### Document extract:
◆ ◆ ◆ ◆ ◆ ◆ ◆

DECISION AND ORDER ON TRUSTEE’S MOTION TO AFFIRM HIS DECISION DENYING CUSTOMER STATUS
This dispute is the latest in a long series seeking to determine who is entitled to the protection given to “customers” of a broker-dealer undergoing liquidation in accordance with the Securities Investor Protection Act of 1970, as amended (“SIPA”), 15 U.S.C. § 78eee(b)(l). On December 15, 1983, and upon application by the Securities Investor Protection Corporation (“SIPC”), the United States District Court for the Southern District of New York entered an order adjudicating the customers of Hanover Square Securities Group, Inc. (“Hanover Square” or the “Debtor”) to be in need of protection under SIPA. James W. Gid-dens was appointed trustee (“Trustee”) to oversee the liquidation of the Debtor’s business. Pursuant to 15 U.S.C. § 78eee(b)(4), the liquidation proceeding was removed to the bankruptcy court.1
The facts, to which the parties stipulated, are set forth below:
1.On or about November 30, 1980, Richard and Patricia Ross entered into a Secured Demand Note and Secured Demand Collateral Agreement (“Agreement”) with Arthur H. Ross, Inc., the predecessor firm to Hanover Square. The principal amount of the Secured Demand Note was $220,000. As collateral for their obligation under the Agreement, Richard and Patricia Ross pledged various bonds whose face amounts to-talled $345,000. The various bonds were pledged and delivered to Hanover Square in return for 10% annual interest, payable monthly, on the principal amount of the Secured Demand Note.
2. Similarly, on or about December 15, 1980, Sylvia Ross entered into a Secured Demand Note and Agreement with Arthur H. Ross, Inc. The principal amount of her SDN was $125,000 and she pledged and delivered bonds whose face amounts totalled $155,000, in return for monthly interest.
3. The securities which were pledged to secure the Claimants’2 Secured Demand Note obligations to the firm and were subsequently sold on or about November 18, 1983 were not traded by Hanover Square for the benefit of the Claimants or maintained in a customer account.
4. The Agreements provided, among other things, that Hanover Square could re-pledge securities which had been pledged with it as SDN collateral, and, in an “event of financial restriction,” after making a demand on the Claimants, could sell the SDN collateral to satisfy the principal amount of indebtedness under the Secured Demand Notes.
5. On or about November 16, 1983, Hanover Square declared an “event of financial restriction.” It notified the Claimants of that event and of its intent to liquidate the securities pledged as collateral if the principal amounts of the Secured Demand Notes were not paid. On or about November 18,1983, Hanover Square sold the collateral. The sales realized $249,246.39 on the bonds pledged by Richard and Patricia Ross and $136,-518.77 on those pledged by Sylvia Ross.

◆ ◆ ◆ ◆ ◆ ◆ ◆

### Records provided:
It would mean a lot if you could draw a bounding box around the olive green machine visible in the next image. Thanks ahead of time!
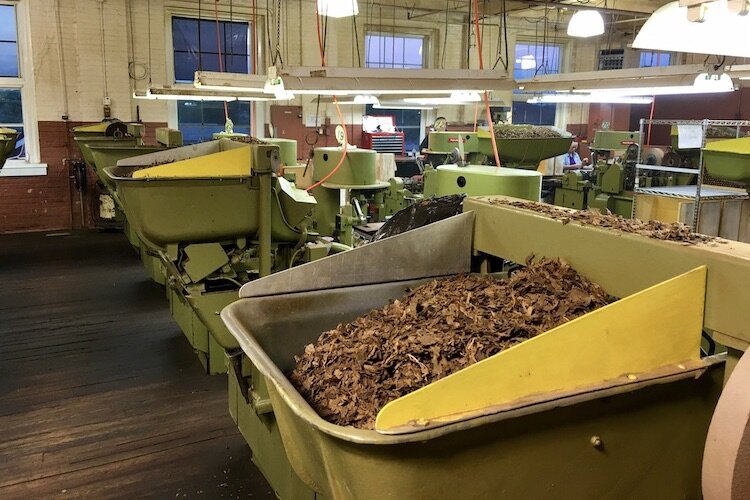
[424,127,573,201]
[73,121,182,285]
[104,139,329,373]
[222,197,750,499]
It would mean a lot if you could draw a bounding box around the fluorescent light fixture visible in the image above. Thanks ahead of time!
[133,87,235,101]
[526,94,654,104]
[336,94,380,105]
[573,73,734,96]
[195,67,515,98]
[404,91,482,106]
[450,92,482,102]
[568,10,604,38]
[633,0,750,57]
[516,54,536,69]
[318,0,359,17]
[133,85,280,102]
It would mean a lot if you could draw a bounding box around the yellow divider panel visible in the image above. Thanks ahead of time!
[375,266,706,433]
[73,122,112,133]
[133,147,252,179]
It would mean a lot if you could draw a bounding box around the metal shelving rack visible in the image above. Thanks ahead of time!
[630,119,750,231]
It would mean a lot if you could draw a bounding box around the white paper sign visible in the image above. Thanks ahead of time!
[677,125,703,149]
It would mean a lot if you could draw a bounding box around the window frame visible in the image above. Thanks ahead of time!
[0,0,47,177]
[638,50,677,68]
[164,6,266,139]
[362,24,440,149]
[510,37,571,129]
[362,30,430,70]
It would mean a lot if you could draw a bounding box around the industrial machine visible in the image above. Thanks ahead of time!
[424,126,573,201]
[0,127,19,169]
[703,137,750,188]
[554,130,638,217]
[72,120,145,229]
[74,122,182,285]
[222,197,750,499]
[104,139,342,373]
[311,135,421,246]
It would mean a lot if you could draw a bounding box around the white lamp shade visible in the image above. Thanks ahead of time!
[568,10,604,38]
[633,0,750,57]
[354,94,380,104]
[693,73,734,92]
[318,0,359,17]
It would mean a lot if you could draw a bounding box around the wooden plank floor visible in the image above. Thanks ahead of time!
[0,232,274,499]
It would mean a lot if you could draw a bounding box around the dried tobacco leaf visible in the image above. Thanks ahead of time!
[494,125,561,139]
[290,259,609,429]
[489,198,726,245]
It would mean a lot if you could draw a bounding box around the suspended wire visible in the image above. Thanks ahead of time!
[146,0,153,85]
[214,0,229,121]
[352,0,362,68]
[266,0,273,64]
[273,0,284,66]
[99,2,109,97]
[305,2,349,191]
[440,0,450,69]
[469,0,500,168]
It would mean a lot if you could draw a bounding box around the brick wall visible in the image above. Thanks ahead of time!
[0,121,166,232]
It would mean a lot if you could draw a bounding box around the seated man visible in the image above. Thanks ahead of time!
[563,142,589,170]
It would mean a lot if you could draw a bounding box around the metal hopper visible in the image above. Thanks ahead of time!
[477,127,573,170]
[222,206,723,499]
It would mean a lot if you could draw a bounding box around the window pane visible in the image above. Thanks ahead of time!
[513,43,562,80]
[0,5,18,42]
[0,42,18,77]
[640,52,670,68]
[404,38,424,67]
[365,34,424,68]
[200,51,219,71]
[513,102,557,125]
[172,17,198,52]
[172,17,251,139]
[177,101,250,144]
[224,23,248,54]
[200,21,217,52]
[224,55,250,73]
[0,89,23,126]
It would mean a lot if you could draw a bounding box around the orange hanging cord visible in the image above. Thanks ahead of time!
[305,2,349,191]
[473,0,500,167]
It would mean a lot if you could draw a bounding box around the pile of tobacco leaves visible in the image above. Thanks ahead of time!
[490,199,724,245]
[229,135,269,144]
[494,125,560,139]
[289,259,611,429]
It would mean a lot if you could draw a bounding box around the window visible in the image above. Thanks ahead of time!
[172,17,253,144]
[0,5,20,78]
[365,33,425,69]
[0,0,39,170]
[0,5,25,159]
[365,33,425,152]
[512,43,562,125]
[640,52,670,68]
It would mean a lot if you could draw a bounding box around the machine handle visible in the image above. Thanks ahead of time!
[227,349,273,415]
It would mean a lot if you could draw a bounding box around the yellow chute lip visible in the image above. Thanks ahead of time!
[133,147,252,180]
[375,266,707,434]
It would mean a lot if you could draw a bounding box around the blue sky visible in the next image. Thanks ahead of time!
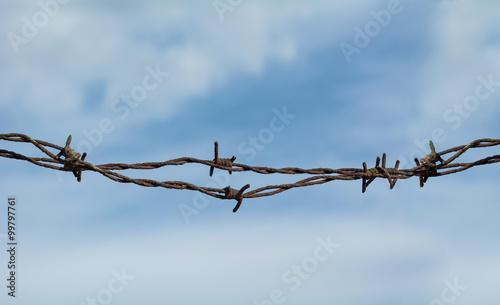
[0,0,500,305]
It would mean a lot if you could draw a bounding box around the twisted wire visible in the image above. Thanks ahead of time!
[0,133,500,212]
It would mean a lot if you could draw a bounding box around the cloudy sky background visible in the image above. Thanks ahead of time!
[0,0,500,305]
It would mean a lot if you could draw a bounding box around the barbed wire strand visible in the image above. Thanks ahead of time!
[0,133,500,212]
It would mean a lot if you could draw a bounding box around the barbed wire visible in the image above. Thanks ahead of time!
[0,133,500,212]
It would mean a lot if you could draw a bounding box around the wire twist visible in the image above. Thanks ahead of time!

◆ ◆ ◆ ◆ ◆ ◆ ◆

### Set exercise:
In the court decision, what was the principal amount of Sylvia Ross's Secured Demand Note? The items are separate material with no connection to the court decision.

### Completed task:
$125,000